[Entries for bounding box labeling]
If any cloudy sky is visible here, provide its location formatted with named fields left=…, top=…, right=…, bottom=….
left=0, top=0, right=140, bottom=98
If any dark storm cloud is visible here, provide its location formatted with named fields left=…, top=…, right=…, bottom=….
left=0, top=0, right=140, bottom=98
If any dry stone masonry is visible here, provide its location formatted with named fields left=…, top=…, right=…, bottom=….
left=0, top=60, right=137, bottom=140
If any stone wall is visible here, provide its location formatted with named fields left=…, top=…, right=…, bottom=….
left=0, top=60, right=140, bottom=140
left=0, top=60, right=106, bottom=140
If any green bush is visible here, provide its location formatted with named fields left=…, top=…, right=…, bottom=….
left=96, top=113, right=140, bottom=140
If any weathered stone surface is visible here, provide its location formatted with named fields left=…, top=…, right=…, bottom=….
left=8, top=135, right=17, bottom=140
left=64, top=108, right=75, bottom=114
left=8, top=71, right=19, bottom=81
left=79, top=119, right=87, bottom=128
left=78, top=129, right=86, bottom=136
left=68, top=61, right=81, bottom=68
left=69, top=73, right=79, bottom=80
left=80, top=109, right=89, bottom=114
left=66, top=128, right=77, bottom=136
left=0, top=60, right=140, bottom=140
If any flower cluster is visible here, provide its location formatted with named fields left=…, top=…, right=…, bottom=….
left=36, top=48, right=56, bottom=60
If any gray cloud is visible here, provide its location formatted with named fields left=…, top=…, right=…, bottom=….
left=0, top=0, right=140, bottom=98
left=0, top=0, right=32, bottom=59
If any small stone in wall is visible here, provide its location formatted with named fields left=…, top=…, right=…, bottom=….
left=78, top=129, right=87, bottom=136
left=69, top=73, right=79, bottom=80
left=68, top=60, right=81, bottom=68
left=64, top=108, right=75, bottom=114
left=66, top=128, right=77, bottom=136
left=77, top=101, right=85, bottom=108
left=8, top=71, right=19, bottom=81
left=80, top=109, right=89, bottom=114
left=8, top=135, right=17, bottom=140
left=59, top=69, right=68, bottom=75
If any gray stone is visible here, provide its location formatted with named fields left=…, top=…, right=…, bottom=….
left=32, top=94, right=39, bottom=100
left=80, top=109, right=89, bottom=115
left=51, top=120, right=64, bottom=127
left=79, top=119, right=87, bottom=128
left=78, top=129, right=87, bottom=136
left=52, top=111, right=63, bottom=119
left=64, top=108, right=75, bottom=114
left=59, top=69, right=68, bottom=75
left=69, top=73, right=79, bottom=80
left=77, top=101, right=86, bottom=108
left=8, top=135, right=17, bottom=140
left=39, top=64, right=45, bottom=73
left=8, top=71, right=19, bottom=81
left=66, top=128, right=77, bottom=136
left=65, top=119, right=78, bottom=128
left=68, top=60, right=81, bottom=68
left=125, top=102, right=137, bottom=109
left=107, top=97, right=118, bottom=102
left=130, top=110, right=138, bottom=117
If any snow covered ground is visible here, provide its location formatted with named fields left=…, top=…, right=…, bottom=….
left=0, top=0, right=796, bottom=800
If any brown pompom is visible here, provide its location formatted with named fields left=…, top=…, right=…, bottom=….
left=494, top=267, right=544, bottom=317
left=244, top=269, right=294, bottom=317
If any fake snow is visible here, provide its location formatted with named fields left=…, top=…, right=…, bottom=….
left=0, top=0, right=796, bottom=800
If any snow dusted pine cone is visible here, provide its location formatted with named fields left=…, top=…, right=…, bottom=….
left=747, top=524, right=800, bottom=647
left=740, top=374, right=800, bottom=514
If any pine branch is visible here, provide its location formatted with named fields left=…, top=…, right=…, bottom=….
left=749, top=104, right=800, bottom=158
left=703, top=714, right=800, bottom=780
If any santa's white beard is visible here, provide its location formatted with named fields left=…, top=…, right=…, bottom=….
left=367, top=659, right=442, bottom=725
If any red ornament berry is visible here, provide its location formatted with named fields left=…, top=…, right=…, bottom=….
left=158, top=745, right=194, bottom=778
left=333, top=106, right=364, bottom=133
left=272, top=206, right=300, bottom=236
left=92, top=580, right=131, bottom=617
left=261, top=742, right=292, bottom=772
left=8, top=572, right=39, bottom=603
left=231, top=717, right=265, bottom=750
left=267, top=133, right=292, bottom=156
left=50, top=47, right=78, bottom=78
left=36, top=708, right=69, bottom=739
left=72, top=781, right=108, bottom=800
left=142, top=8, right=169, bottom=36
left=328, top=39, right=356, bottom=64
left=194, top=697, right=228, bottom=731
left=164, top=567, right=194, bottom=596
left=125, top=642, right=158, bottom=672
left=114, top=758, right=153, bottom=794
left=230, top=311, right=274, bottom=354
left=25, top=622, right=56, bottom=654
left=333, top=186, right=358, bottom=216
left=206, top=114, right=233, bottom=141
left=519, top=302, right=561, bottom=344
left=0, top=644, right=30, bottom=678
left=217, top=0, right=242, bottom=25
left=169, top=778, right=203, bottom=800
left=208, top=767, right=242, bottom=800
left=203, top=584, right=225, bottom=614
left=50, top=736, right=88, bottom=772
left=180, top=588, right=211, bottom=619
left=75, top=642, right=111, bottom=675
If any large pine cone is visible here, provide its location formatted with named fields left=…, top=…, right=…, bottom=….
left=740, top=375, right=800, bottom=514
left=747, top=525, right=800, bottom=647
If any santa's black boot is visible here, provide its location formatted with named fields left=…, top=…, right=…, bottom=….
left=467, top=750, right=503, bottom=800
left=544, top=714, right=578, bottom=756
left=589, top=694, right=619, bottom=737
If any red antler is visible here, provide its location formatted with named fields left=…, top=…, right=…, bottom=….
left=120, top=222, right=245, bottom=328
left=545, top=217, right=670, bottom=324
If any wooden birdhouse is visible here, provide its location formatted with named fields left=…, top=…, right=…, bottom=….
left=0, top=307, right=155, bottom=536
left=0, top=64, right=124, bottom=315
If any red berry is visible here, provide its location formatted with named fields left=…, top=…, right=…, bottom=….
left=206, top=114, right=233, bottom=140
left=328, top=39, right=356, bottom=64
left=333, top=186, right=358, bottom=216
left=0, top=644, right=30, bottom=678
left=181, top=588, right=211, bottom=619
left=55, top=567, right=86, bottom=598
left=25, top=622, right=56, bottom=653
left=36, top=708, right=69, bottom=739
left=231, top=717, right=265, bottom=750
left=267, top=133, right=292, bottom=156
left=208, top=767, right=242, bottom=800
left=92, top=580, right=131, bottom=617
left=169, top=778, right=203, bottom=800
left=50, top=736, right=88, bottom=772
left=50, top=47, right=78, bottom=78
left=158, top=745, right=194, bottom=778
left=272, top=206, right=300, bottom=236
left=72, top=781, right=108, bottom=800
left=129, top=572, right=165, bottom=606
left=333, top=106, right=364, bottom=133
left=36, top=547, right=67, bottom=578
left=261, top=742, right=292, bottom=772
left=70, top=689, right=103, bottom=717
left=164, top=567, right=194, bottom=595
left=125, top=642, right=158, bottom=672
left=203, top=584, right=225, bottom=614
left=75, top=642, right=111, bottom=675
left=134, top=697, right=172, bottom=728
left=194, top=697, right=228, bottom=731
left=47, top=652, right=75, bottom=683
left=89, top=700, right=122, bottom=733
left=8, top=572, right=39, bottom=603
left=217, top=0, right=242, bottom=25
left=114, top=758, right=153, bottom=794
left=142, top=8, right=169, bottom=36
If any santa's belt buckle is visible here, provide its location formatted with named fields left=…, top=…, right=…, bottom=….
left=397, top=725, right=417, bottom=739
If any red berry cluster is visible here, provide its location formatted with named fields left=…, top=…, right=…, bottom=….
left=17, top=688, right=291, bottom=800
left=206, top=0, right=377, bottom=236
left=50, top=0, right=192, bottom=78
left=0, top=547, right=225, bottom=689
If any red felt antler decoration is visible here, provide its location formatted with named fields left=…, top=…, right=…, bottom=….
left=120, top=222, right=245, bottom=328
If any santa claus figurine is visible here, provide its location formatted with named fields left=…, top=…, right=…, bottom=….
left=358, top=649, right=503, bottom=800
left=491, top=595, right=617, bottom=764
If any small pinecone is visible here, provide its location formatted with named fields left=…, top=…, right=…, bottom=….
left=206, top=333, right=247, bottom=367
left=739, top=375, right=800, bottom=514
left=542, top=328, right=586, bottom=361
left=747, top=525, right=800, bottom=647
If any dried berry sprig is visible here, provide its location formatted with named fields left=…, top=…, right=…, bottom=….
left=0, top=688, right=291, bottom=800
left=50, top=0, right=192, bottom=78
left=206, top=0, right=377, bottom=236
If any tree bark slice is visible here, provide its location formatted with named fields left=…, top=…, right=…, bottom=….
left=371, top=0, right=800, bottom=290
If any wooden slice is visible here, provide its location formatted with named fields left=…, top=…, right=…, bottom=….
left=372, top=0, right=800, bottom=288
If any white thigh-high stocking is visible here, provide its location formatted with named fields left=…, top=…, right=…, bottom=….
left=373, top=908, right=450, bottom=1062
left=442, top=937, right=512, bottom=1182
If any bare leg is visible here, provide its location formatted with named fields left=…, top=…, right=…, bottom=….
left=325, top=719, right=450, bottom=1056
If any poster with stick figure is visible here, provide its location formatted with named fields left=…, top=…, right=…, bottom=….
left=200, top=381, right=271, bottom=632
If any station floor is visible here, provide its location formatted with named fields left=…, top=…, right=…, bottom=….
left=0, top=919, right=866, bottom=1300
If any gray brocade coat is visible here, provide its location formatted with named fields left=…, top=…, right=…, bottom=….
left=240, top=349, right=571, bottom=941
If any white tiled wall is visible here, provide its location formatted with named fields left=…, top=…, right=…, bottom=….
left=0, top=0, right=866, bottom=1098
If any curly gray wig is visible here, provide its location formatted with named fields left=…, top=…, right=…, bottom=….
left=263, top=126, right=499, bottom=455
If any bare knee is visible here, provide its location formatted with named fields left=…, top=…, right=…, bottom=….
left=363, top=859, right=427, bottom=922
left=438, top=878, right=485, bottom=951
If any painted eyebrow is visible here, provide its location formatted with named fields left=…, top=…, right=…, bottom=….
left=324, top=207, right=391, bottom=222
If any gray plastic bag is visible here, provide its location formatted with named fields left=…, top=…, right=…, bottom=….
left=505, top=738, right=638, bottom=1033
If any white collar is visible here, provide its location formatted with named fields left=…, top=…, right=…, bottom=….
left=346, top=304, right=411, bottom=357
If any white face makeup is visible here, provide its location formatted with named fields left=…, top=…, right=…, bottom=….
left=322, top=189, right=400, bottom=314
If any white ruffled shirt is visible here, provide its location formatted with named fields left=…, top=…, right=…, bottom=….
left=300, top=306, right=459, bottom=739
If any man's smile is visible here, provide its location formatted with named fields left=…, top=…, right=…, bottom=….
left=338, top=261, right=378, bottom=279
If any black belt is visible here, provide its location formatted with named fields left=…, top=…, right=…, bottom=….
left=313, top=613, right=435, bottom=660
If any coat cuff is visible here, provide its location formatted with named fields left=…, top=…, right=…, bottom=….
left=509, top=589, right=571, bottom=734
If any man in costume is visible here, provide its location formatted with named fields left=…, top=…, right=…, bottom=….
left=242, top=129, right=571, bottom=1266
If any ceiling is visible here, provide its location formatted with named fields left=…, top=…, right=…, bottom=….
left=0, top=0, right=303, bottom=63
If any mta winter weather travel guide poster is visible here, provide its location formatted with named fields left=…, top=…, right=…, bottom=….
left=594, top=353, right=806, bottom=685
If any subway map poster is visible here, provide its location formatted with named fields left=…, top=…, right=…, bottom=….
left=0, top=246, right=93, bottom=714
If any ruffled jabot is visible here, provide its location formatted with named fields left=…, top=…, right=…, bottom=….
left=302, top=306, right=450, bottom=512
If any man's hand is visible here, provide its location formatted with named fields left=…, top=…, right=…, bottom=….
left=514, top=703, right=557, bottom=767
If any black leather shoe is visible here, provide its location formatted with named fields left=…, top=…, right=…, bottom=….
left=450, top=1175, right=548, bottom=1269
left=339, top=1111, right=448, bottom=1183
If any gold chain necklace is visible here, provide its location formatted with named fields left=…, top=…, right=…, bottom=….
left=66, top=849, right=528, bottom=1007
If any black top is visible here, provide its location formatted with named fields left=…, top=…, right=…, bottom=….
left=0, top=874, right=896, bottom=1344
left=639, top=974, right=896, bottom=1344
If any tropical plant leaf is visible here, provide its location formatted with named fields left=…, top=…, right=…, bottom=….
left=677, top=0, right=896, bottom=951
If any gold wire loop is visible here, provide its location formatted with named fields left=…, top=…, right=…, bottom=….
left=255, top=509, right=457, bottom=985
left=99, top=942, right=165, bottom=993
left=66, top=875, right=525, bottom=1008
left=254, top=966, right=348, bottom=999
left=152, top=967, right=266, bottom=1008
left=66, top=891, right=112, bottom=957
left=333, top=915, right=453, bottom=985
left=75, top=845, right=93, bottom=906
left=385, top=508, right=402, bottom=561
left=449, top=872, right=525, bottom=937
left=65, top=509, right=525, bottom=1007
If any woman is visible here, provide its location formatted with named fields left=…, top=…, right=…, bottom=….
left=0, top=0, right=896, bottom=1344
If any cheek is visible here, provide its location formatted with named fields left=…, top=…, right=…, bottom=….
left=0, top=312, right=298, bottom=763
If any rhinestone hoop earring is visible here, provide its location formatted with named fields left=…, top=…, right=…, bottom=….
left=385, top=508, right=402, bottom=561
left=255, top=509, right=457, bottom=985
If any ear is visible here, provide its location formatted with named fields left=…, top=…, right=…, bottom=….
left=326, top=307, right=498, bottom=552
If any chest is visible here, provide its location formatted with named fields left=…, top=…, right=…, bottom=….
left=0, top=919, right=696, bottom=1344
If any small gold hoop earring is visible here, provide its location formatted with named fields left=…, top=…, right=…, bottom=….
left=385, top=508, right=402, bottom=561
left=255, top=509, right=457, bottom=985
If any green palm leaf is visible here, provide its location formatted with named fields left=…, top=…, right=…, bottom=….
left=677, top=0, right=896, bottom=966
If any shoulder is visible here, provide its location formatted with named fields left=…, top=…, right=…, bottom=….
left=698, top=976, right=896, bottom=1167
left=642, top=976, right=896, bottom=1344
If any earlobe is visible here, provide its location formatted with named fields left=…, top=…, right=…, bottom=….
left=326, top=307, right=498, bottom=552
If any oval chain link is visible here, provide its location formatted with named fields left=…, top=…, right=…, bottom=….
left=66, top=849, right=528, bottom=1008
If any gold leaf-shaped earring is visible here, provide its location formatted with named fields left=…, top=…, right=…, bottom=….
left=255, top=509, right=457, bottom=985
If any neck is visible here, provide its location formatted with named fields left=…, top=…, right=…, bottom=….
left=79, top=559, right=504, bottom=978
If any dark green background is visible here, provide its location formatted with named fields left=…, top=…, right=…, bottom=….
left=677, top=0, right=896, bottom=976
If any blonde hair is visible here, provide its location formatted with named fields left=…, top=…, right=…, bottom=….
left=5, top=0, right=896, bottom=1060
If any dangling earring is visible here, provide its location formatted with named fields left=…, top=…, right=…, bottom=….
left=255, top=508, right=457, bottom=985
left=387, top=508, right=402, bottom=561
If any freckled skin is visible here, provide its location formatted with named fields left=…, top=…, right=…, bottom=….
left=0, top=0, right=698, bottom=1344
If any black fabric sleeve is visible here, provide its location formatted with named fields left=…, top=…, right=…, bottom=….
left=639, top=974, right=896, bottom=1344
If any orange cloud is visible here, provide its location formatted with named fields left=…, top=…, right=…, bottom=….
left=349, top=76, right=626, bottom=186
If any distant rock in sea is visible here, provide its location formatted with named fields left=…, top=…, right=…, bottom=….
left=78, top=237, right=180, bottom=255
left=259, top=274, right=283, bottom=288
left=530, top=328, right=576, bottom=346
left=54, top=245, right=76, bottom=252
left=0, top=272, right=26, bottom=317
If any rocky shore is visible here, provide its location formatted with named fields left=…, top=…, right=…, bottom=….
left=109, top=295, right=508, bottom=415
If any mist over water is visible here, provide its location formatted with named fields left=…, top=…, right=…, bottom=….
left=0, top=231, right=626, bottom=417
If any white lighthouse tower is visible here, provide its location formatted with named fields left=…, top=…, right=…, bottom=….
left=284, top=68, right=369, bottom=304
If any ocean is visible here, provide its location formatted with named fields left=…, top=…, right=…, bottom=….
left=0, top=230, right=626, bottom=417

Request: Scale the stretch from the line containing "If any wooden birdhouse" through the line containing "left=0, top=64, right=124, bottom=315" by writing out every line again, the request line included. Multiply each coordinate in the answers by 0.5 and round to whole numbers, with halves rounded up.

Result of the exercise:
If any wooden birdhouse is visible here, provide its location formatted with named fields left=…, top=…, right=…, bottom=….
left=0, top=154, right=78, bottom=268
left=0, top=32, right=62, bottom=158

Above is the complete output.